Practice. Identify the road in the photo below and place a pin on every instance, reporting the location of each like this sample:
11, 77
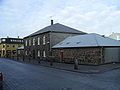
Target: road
24, 76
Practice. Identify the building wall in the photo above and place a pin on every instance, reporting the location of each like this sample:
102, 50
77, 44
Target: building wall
51, 38
112, 55
31, 51
83, 55
8, 50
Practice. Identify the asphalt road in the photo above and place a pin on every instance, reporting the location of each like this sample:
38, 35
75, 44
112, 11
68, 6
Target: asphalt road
23, 76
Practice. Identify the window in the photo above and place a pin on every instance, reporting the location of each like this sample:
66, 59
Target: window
44, 54
25, 52
26, 43
14, 52
29, 42
33, 41
38, 40
38, 53
44, 40
3, 46
13, 45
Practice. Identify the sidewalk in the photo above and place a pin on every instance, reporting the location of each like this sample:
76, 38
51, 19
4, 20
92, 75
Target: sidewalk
88, 69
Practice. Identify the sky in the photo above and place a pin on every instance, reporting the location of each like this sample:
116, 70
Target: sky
23, 17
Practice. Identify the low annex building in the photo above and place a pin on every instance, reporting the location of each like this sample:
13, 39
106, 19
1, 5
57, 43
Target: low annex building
39, 44
88, 49
8, 46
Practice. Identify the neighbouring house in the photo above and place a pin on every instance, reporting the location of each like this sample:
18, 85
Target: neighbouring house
115, 36
20, 52
8, 46
87, 49
38, 45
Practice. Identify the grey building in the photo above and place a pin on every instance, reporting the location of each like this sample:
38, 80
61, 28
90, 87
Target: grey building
88, 49
38, 45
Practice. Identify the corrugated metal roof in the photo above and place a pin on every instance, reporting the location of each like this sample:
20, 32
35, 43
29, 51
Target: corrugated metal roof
87, 40
57, 28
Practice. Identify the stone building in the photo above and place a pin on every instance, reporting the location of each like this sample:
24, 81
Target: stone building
8, 46
38, 45
87, 49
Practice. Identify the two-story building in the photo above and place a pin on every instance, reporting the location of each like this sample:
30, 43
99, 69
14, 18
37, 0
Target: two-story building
8, 46
38, 44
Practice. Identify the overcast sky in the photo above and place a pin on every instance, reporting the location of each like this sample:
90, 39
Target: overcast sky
23, 17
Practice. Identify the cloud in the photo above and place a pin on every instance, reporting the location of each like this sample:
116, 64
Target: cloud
22, 17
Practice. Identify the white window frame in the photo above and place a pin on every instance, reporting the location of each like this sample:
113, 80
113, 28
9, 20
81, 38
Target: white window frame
25, 42
26, 52
44, 54
38, 53
33, 41
29, 42
38, 40
44, 40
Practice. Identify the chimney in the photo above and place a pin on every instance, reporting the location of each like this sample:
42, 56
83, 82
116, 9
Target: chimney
51, 22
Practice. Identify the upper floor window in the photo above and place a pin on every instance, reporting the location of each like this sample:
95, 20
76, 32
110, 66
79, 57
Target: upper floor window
38, 53
33, 41
3, 40
3, 46
26, 43
38, 40
44, 40
44, 54
29, 42
25, 52
13, 45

Task to complete:
Starting from the line containing "Target: chimney", repeat each line through the end of the entries, exactly.

Response:
Target: chimney
51, 22
Practice. Identify the upper floor window in the photo above and place a pin on every instance, reporting the location of each like this sample:
95, 20
76, 32
110, 66
79, 57
Target: upper floor window
38, 53
33, 41
3, 40
3, 46
26, 43
38, 40
44, 40
44, 54
29, 42
25, 52
13, 45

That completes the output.